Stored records
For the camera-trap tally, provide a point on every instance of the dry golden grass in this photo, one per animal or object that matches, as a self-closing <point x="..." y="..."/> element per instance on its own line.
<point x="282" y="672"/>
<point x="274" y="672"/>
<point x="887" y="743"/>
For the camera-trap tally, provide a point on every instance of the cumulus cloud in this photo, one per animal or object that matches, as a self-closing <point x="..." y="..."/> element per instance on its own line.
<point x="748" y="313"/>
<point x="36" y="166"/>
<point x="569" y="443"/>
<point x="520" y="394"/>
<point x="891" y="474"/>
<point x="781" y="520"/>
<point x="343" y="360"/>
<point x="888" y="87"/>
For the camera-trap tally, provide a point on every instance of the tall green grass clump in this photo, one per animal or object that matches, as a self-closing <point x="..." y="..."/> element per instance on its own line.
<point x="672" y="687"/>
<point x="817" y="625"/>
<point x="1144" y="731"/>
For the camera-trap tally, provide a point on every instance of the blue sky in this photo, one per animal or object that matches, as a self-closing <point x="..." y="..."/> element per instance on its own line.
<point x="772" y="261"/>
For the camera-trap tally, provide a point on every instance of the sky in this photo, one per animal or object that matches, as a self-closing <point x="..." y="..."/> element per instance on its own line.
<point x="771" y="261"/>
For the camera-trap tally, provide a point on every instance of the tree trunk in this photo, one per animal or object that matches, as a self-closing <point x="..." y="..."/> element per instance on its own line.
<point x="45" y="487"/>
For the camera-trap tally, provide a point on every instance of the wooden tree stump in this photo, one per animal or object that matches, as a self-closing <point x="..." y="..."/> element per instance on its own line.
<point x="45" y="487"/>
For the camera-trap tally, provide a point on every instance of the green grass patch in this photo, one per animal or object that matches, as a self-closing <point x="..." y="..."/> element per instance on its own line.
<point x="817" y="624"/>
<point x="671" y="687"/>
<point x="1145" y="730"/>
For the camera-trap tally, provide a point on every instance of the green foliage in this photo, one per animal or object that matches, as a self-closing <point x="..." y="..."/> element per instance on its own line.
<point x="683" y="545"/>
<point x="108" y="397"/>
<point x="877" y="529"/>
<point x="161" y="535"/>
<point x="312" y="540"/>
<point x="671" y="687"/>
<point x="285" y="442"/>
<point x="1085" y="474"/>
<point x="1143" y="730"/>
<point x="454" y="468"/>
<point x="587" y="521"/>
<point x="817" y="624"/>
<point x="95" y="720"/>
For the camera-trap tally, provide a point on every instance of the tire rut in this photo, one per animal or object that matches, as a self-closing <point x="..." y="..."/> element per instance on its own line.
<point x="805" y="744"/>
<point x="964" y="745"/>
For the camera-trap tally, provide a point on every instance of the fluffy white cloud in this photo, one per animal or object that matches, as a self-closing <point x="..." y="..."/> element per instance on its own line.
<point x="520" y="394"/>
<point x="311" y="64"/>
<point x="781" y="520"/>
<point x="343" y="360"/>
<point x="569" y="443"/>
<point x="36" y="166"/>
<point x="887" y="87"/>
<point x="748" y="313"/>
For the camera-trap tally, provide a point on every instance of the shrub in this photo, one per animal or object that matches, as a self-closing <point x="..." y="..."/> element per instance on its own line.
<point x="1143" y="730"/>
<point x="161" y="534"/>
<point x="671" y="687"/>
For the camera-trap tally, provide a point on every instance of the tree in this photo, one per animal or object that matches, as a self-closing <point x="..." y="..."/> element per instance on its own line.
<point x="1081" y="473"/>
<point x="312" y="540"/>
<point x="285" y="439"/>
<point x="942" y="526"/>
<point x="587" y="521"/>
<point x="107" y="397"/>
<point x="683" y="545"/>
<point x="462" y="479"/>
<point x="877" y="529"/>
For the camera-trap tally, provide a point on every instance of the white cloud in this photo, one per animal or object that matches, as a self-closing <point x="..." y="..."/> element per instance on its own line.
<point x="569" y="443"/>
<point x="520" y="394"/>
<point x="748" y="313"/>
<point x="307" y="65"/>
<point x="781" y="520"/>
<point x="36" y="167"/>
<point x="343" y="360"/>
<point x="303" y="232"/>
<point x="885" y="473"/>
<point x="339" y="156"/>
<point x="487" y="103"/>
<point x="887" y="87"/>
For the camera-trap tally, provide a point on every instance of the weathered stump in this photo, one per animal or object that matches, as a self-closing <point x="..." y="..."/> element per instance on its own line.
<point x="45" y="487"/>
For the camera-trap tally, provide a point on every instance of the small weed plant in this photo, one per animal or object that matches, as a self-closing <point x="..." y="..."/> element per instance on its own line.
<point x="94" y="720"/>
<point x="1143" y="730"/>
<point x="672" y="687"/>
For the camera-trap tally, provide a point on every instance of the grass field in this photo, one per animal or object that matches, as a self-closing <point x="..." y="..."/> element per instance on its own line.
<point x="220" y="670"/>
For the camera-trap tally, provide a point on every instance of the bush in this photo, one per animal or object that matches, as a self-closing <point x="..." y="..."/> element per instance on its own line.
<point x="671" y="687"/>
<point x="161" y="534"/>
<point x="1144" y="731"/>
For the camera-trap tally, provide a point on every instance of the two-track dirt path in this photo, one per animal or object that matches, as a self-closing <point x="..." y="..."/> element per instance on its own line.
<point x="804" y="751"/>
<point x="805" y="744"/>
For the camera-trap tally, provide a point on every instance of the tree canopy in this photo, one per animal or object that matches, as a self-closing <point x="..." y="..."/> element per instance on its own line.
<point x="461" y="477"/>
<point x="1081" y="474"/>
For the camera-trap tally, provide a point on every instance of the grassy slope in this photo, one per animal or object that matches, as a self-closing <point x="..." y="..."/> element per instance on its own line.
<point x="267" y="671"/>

◆ Exercise instructions
Only the data above, repeated exactly, should make up the reply.

◆ Solution to this exercise
For the camera-trap tally, provide a point on every instance of the dry golden grass in this photo, one per animal or object that matches, as a self-closing <point x="..." y="..."/> element per instance on its own line.
<point x="282" y="672"/>
<point x="274" y="672"/>
<point x="887" y="743"/>
For the camera-trap tally, provide a point on every instance of the cumulus cloud in this photo, one per animal or object that matches, as a self-closing <point x="..." y="..."/> element per instance on its own line.
<point x="748" y="313"/>
<point x="36" y="166"/>
<point x="569" y="443"/>
<point x="520" y="394"/>
<point x="891" y="474"/>
<point x="781" y="520"/>
<point x="343" y="360"/>
<point x="888" y="87"/>
For the camera-trap tally, provide a point on every instance of the tall green grass clump in this photo, one per animal or object that matches, as a self-closing <point x="..." y="..."/> element per instance on its own line.
<point x="672" y="687"/>
<point x="817" y="625"/>
<point x="1144" y="731"/>
For the camera-trap tally, provide a point on every instance of the blue sky in this photo, one per animal or object that matches, as a self-closing <point x="..." y="..."/> element per instance on its own line.
<point x="772" y="261"/>
For the camera-trap tally, provide a point on every instance of the sky in this photo, one per animal or object that matches, as a self-closing <point x="..." y="..."/> element per instance on its own line.
<point x="771" y="261"/>
For the camera-trap tally, provide a point on every instance of the tree trunk in this photo, one per animal or object that matches, as a self-closing <point x="..." y="..."/> element per instance on its own line.
<point x="45" y="487"/>
For the camera-trap tally, provide a point on every instance of the wooden tree stump in this photo, one per animal or object that matches, as a self-closing <point x="..." y="..."/> element per instance on its own line.
<point x="45" y="487"/>
For the camera-trap tally, provide a point on every instance of the green grass patch in this photo, one per animal or object that matches, as a self-closing <point x="..." y="..."/> element per instance on its own line.
<point x="817" y="624"/>
<point x="671" y="687"/>
<point x="1145" y="730"/>
For the camera-trap tally, provide a point on every instance of the green foliage in this photo, one per animal or object that matches, as a self-closing <point x="..." y="..."/> element per instance on its own line.
<point x="683" y="545"/>
<point x="108" y="397"/>
<point x="877" y="529"/>
<point x="161" y="535"/>
<point x="312" y="540"/>
<point x="671" y="687"/>
<point x="285" y="442"/>
<point x="1085" y="474"/>
<point x="1143" y="730"/>
<point x="454" y="468"/>
<point x="587" y="521"/>
<point x="817" y="624"/>
<point x="95" y="720"/>
For the camera-trap tally, provide a point on every instance of the tire rut in this photo, one per animal or object that matches, as a self-closing <point x="..." y="..."/> element per instance on its own line.
<point x="805" y="744"/>
<point x="964" y="745"/>
For the camera-trap tally, provide a point on every instance of the fluffy white cloud in this photo, one per animal or object that matches, as a self-closing <point x="..." y="..."/> element per instance on its own line.
<point x="520" y="394"/>
<point x="311" y="64"/>
<point x="781" y="520"/>
<point x="343" y="360"/>
<point x="569" y="443"/>
<point x="36" y="166"/>
<point x="887" y="87"/>
<point x="748" y="313"/>
For the camera-trap tally, provide a point on every instance of the shrub in this photo, one per animal or object that matches, as a self-closing <point x="..." y="..."/> element per instance on its own line.
<point x="1143" y="730"/>
<point x="161" y="534"/>
<point x="671" y="687"/>
For the camera-trap tally, provide a point on every instance of the tree in this photo, one per animal or object that matches, as a self-closing <point x="..." y="..."/> element per instance on its own line.
<point x="1081" y="473"/>
<point x="312" y="540"/>
<point x="285" y="439"/>
<point x="942" y="526"/>
<point x="587" y="521"/>
<point x="107" y="397"/>
<point x="683" y="545"/>
<point x="462" y="479"/>
<point x="877" y="529"/>
For the camera-trap tally, provide a point on every instance of the white cloud in this photo, one per animal or object that matches, as a self-closing <point x="..." y="..."/> element per instance on its own line.
<point x="569" y="443"/>
<point x="520" y="394"/>
<point x="748" y="313"/>
<point x="307" y="65"/>
<point x="781" y="520"/>
<point x="36" y="167"/>
<point x="343" y="360"/>
<point x="303" y="232"/>
<point x="885" y="473"/>
<point x="339" y="156"/>
<point x="487" y="103"/>
<point x="887" y="87"/>
For the camera-trap tally, provide a point on every instance of the weathered stump in this photo, one per animal or object that matches, as a self-closing <point x="..." y="..."/> element per instance on its own line.
<point x="45" y="487"/>
For the camera-trap tally, provide a point on every instance of the small weed plant in this photo, one per animal or object that matches, as a self-closing <point x="..." y="..."/> element per instance on its own line.
<point x="94" y="720"/>
<point x="1143" y="730"/>
<point x="672" y="687"/>
For the camera-trap tally, provide a point on every instance of the grass field in this photo, one per animal or object that matches, as a self-closing <point x="..." y="..."/> element per instance on its own line.
<point x="220" y="670"/>
For the camera-trap tally, provide a point on every instance of the bush in this photo, one per animal or object that matches, as a self-closing <point x="..." y="..."/> element per instance on its own line.
<point x="671" y="687"/>
<point x="161" y="534"/>
<point x="1144" y="731"/>
For the camera-trap tally, provide a point on every instance of the two-track dirt path in this photo, one per animal or object that matches, as a self-closing <point x="..." y="..."/> element per instance on its own line.
<point x="804" y="751"/>
<point x="805" y="744"/>
For the camera-trap tally, provide a point on every instance of the tree canopy in this photo, one per animal or object that matches, as a self-closing <point x="..." y="..."/> element per instance on its own line.
<point x="461" y="477"/>
<point x="1081" y="474"/>
For the camera-trap tally, provide a point on every instance of the grassy slope in this photo, one per animal or object that matches, as a self-closing <point x="..." y="..."/> element per instance on its own line.
<point x="267" y="671"/>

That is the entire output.